Every line in the listing is to be echoed verbatim.
□ □ □ □ □ □ □
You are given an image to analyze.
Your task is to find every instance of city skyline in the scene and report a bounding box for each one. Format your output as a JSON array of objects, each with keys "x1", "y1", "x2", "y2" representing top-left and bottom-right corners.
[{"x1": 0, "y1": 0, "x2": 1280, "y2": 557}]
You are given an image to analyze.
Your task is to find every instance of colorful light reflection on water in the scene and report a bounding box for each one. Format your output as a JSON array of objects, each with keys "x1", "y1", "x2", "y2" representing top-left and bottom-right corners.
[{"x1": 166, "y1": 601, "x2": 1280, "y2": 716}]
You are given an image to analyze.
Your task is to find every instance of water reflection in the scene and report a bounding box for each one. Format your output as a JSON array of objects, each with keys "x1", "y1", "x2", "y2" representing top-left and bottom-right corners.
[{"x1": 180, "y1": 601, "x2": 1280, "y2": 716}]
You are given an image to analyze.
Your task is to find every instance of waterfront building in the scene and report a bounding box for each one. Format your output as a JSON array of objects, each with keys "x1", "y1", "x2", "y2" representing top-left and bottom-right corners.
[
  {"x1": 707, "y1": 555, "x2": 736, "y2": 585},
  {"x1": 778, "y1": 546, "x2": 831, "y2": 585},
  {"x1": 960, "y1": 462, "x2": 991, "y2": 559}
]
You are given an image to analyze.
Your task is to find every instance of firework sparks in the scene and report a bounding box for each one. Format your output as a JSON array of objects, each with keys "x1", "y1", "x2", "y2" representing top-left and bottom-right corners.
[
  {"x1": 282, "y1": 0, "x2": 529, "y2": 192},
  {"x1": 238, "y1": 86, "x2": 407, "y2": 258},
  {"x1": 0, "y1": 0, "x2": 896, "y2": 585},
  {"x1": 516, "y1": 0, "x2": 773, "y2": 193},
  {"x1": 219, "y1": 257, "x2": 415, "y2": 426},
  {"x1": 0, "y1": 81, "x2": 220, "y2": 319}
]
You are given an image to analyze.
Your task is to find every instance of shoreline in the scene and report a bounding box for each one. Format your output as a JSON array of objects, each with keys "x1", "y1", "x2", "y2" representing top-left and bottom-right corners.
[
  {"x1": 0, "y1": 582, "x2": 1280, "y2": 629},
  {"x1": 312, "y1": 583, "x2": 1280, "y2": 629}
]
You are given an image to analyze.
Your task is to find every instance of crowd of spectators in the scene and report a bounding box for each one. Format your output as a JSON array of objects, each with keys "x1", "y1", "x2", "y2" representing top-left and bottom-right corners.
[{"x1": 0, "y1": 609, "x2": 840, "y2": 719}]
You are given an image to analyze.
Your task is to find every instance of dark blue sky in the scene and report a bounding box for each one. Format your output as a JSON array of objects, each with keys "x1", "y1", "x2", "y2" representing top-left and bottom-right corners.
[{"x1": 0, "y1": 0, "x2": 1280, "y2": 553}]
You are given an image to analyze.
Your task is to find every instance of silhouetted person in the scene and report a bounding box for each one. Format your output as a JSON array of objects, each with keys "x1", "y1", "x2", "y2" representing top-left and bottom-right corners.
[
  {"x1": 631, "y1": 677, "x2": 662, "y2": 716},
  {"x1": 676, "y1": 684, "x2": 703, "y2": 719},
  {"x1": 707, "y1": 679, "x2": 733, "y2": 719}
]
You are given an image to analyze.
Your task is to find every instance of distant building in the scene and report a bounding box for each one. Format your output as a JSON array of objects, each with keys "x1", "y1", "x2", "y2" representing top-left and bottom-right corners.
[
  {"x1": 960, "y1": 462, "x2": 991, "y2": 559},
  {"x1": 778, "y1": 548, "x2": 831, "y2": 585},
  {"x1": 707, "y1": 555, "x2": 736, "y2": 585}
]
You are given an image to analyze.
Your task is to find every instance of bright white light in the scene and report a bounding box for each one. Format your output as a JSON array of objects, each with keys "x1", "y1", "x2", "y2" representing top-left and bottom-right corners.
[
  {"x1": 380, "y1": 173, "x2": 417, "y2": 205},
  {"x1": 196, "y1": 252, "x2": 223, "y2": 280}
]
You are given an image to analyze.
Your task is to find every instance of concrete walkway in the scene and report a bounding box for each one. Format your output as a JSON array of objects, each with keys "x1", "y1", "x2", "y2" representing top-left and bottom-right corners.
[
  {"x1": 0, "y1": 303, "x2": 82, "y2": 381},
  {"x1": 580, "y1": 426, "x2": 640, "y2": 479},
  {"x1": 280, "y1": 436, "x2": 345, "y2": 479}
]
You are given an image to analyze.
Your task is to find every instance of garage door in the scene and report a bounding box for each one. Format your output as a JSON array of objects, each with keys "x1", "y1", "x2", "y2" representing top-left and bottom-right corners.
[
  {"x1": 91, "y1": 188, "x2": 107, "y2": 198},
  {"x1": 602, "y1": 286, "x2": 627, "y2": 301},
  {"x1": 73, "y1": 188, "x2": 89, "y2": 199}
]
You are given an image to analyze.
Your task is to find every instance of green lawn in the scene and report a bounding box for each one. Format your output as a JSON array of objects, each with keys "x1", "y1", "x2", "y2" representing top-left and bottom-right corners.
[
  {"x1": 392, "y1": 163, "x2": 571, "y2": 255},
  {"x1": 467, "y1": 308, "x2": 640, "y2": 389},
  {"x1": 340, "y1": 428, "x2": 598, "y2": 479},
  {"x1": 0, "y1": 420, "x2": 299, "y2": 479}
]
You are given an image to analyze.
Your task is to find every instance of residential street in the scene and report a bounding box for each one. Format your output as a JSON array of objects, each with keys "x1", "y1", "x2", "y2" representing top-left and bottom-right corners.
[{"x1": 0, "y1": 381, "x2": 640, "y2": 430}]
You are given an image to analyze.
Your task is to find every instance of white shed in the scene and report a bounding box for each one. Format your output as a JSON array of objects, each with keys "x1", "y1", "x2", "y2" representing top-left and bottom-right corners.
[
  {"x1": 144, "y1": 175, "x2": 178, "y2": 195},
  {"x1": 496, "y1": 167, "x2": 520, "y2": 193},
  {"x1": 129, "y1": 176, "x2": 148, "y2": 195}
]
□ □ □ □ □ □ □
**In response**
You are given an image to analyze.
Your task is to find every instance of city skyline in the scene and report a bounding box for each one. Format your output as a JSON array of objects, each with keys "x1", "y1", "x2", "y2" representing top-left and bottom-right corners.
[{"x1": 0, "y1": 0, "x2": 1280, "y2": 557}]
You are given an image to analyze.
Your task is to find every instance of colorful light reflection on water in the scene and report a bounding box for each one. Format your output as a JSON array of objects, each with keys "x1", "y1", "x2", "y2" representing top-left and bottom-right corners.
[{"x1": 166, "y1": 601, "x2": 1280, "y2": 716}]
You are given an image to analyze.
Your task is to find every instance of water reflection in the scene and report a bounding box for each one. Format your output as a JSON array of objects, each with keys "x1", "y1", "x2", "y2" representing top-left and bottom-right corners.
[{"x1": 180, "y1": 601, "x2": 1280, "y2": 716}]
You are given an image to analyze.
Your task is to find every instance of waterfront building in the scene and report a bounding box for each one. Format your output as a JSON array of objects, each with keys "x1", "y1", "x2", "y2" representing top-left and bottom-right corners.
[
  {"x1": 707, "y1": 555, "x2": 736, "y2": 585},
  {"x1": 778, "y1": 546, "x2": 831, "y2": 585},
  {"x1": 960, "y1": 462, "x2": 991, "y2": 559}
]
You are given an image to analyze.
Your task is to find every instance of firework sparks in the scene and report a bounding box for each one. Format your output as a JSON array of objects, each with keys "x1", "y1", "x2", "y2" representing top-left and bottom-right corners.
[
  {"x1": 282, "y1": 0, "x2": 529, "y2": 192},
  {"x1": 238, "y1": 86, "x2": 407, "y2": 258},
  {"x1": 0, "y1": 0, "x2": 896, "y2": 585},
  {"x1": 516, "y1": 0, "x2": 773, "y2": 193},
  {"x1": 219, "y1": 257, "x2": 415, "y2": 426},
  {"x1": 0, "y1": 81, "x2": 220, "y2": 319}
]
You are given an image to analyze.
Your task is to find every instance of shoreline in the scene and report a bounding box for each one. Format your output as a JSON array of objects, each with keys "x1", "y1", "x2", "y2" representing top-left and bottom-right corners.
[
  {"x1": 0, "y1": 582, "x2": 1280, "y2": 629},
  {"x1": 312, "y1": 583, "x2": 1280, "y2": 629}
]
You are given an image to analyze.
Your task is to find every instance of crowd of spectators in the scene and report a bounding box for each one. Format your output as a JSON array of objects, each with keys "x1", "y1", "x2", "y2" representing top-left and bottom-right corners.
[{"x1": 0, "y1": 609, "x2": 840, "y2": 719}]
You are given an image to analyze.
Your task is to find every instance of dark blue sky in the scene and report a bounding box for each one. Format your output as a JSON array of objects, each with keys "x1", "y1", "x2", "y2" representing top-left and bottom-right corners.
[{"x1": 0, "y1": 0, "x2": 1280, "y2": 553}]
You are given an image to analyze.
Your task is to find every instance of silhouetted person in the scene and report a bounding box for each one. Format your output as a JSON array of objects, each with keys "x1", "y1", "x2", "y2" representing top-left and bottom-right corners.
[
  {"x1": 631, "y1": 677, "x2": 662, "y2": 716},
  {"x1": 676, "y1": 684, "x2": 703, "y2": 719},
  {"x1": 707, "y1": 679, "x2": 733, "y2": 719}
]
You are given an image to analyze.
Your task is to find every instance of distant building in the scene and report a bounding box for each one. Format your output as a JSON array of objects, each with keys "x1", "y1", "x2", "y2" representing top-left and bottom-right corners.
[
  {"x1": 960, "y1": 462, "x2": 991, "y2": 559},
  {"x1": 778, "y1": 548, "x2": 831, "y2": 585},
  {"x1": 707, "y1": 555, "x2": 736, "y2": 585}
]
You are given an image to analyze.
Your task is to find every instance of bright white light in the scene and report a bounding box for each one. Format your output as a JSON array of objects, each with keys "x1", "y1", "x2", "y2" representing top-left and bottom-right corners.
[
  {"x1": 380, "y1": 173, "x2": 417, "y2": 205},
  {"x1": 196, "y1": 252, "x2": 223, "y2": 280}
]
You are given an image to analyze.
Your task is to find every instance of concrete walkway in the scene and report a bounding box for each one. Format your output as a JSON array of objects, each with keys "x1", "y1", "x2", "y2" representing top-left and bottom-right corners.
[
  {"x1": 0, "y1": 303, "x2": 82, "y2": 381},
  {"x1": 580, "y1": 426, "x2": 640, "y2": 479},
  {"x1": 280, "y1": 436, "x2": 345, "y2": 479}
]
You are given an image to analyze.
Your task is to find every instance of garage door in the scene and report a bounding box for each one. Format your output as a JSON array of objects, each with keys "x1", "y1", "x2", "y2" representing top-left and bottom-right corners.
[
  {"x1": 91, "y1": 188, "x2": 107, "y2": 198},
  {"x1": 602, "y1": 286, "x2": 627, "y2": 301},
  {"x1": 73, "y1": 188, "x2": 89, "y2": 199}
]
You are given an image to analyze.
Your task is to find every instance of green lawn in the scene and report a bounding box for each one. Format your output as a JSON array of objects, each with keys "x1", "y1", "x2", "y2" representing top-left and bottom-right corners.
[
  {"x1": 392, "y1": 163, "x2": 571, "y2": 255},
  {"x1": 467, "y1": 308, "x2": 640, "y2": 389},
  {"x1": 340, "y1": 428, "x2": 598, "y2": 479},
  {"x1": 0, "y1": 420, "x2": 299, "y2": 479}
]
You are given an image to analyze.
Your task is to find every instance of residential street in the scene and report a bounding box for each one. Format your output as a JSON array of objects, each with keys "x1", "y1", "x2", "y2" representing top-left and bottom-right corners.
[{"x1": 0, "y1": 381, "x2": 640, "y2": 430}]
You are given an image to analyze.
Your task is to find every instance of white shed in the scene and report a bounding box for each one. Format your output as a JSON array of objects, each with keys "x1", "y1", "x2", "y2" representing top-left and bottom-right corners.
[
  {"x1": 144, "y1": 175, "x2": 178, "y2": 195},
  {"x1": 496, "y1": 167, "x2": 520, "y2": 193},
  {"x1": 129, "y1": 176, "x2": 148, "y2": 195}
]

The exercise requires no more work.